** Aufgabe **
Schreibe den Textauszug über das Universal Ledger von Google Cloud im Anschluss an seinen letzten Satz weiter.

** Textauszug **
□ □ □ □ □ □ □

Doch der erste Partner von GCUL – die CME Group – gibt einen Hinweis auf die Richtung. Wenn das Universal Ledger die täglichen Geldströme der weltweit größten Derivatebörse abwickeln kann, wird die schiere Größe einen Grund für breitere Akzeptanz liefern. Das adressiert auch die Dezentralisierungsdebatte.
Zu den Kunden von Google Cloud gehören bereits Banken, Fintechs und Börsen. Für sie könnte die Anbindung an das Universal Ledger per API so einfach sein wie das Hinzufügen eines weiteren Dienstes, nicht wie ein Plattformwechsel. Google hat zudem die Ressourcen, um Projekte am Leben zu halten, die von kleineren Konsortien aus Budgetgründen aufgegeben werden. Für Institutionen, die bereits tief im Google-Technologie-Stack eingebettet sind, ist die Einführung von GCUL wahrscheinlich reibungsloser als ein kompletter Neustart anderswo.
Für Privatanwender wird der Einfluss subtiler sein. Du wirst dich nicht in eine Universal Ledger-App einloggen, aber seine Existenz spüren.

□ □ □ □ □ □ □

** Gegebene Datensätze **

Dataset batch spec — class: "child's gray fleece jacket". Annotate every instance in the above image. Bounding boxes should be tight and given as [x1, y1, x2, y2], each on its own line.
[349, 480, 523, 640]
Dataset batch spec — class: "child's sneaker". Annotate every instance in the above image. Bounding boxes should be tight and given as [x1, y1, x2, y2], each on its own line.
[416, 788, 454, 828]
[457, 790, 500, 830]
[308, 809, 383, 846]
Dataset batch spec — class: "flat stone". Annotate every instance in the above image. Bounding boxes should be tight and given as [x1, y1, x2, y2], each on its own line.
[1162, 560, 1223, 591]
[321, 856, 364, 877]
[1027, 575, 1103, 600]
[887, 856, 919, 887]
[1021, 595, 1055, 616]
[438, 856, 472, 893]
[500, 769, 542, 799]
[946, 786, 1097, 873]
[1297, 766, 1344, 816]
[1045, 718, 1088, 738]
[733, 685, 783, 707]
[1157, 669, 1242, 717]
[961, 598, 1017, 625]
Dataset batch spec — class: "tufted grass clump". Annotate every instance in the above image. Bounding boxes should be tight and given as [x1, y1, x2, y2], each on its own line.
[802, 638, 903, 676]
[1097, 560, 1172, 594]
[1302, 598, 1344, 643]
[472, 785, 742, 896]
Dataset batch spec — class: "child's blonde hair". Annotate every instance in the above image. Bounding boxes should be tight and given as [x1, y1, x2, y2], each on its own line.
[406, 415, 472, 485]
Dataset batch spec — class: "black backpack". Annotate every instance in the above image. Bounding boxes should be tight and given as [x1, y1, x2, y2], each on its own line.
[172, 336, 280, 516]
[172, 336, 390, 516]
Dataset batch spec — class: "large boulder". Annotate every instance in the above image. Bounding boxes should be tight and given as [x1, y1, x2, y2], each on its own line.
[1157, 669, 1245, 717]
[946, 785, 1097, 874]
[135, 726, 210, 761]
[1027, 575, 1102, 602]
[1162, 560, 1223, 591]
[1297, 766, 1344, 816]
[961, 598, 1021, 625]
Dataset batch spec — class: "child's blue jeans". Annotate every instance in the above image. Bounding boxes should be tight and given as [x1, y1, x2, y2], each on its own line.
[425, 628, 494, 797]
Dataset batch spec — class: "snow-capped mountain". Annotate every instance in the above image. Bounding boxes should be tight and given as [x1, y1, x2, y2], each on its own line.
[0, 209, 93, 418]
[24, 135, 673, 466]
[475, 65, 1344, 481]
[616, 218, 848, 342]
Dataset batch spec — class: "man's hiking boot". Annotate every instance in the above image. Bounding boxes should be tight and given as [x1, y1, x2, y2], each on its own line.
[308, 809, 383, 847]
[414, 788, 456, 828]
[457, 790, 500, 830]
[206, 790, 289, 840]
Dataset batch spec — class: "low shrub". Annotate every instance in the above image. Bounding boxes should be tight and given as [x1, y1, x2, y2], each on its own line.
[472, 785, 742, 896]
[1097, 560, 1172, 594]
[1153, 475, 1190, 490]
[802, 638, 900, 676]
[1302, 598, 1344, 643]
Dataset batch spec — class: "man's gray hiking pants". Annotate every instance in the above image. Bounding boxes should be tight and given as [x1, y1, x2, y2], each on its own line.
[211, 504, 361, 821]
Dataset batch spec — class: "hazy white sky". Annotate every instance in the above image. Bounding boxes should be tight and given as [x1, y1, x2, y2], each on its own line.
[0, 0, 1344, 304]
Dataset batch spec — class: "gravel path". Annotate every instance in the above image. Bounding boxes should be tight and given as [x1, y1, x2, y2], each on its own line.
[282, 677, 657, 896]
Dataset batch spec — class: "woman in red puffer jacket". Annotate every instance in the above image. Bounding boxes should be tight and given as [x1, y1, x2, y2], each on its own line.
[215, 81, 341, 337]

□ □ □ □ □ □ □

** Musterlösung **
Denke an Rückerstattungen, die Tage dauern, festhängende internationale Überweisungen und Verzögerungen, die längst zur Normalität geworden sind. Wenn das Universal Ledger erfolgreich ist, könnten diese Probleme leise verschwinden.
Du kannst auch erwarten, dass es auf Alltagsprodukte ausgeweitet wird. Stell dir vor, du könntest mit ein paar Cent YouTube-Werbung überspringen, ohne ein monatliches YouTube Premium-Abo; ein paar Cent für zusätzliche Gemini-Anfragen zahlen; oder Cloud-Speicher in Echtzeit per Streaming bezahlen. Das werbefinanzierte Internet könnte leise zu einem Pay-per-Use-Modell wechseln, das den Nutzern mehr Auswahl bietet, statt nur eine Standardeinstellung zu nutzen.
Vielleicht können Nutzer erstmals wählen, ob sie mit Aufmerksamkeit oder mit ein paar Cent für einen Dienst bezahlen. Unternehmen können Mikrotransaktionen ausprobieren, die bisher unmöglich waren – von Streaming-Zahlungen für Cloud-Speicher bis zu Premium-Suchergebnissen auf Abruf. Wenn das GCUL-Modell erfolgreich ist, könnte Googles Imperium von einer fast vollständigen Abhängigkeit von Werbung (über 75 % des Gesamtumsatzes) zu einem flexibleren, transaktionsbasierten Modell wechseln.
Die Debatte zwischen Dezentralisierung und Zentralisierung wird weitergehen.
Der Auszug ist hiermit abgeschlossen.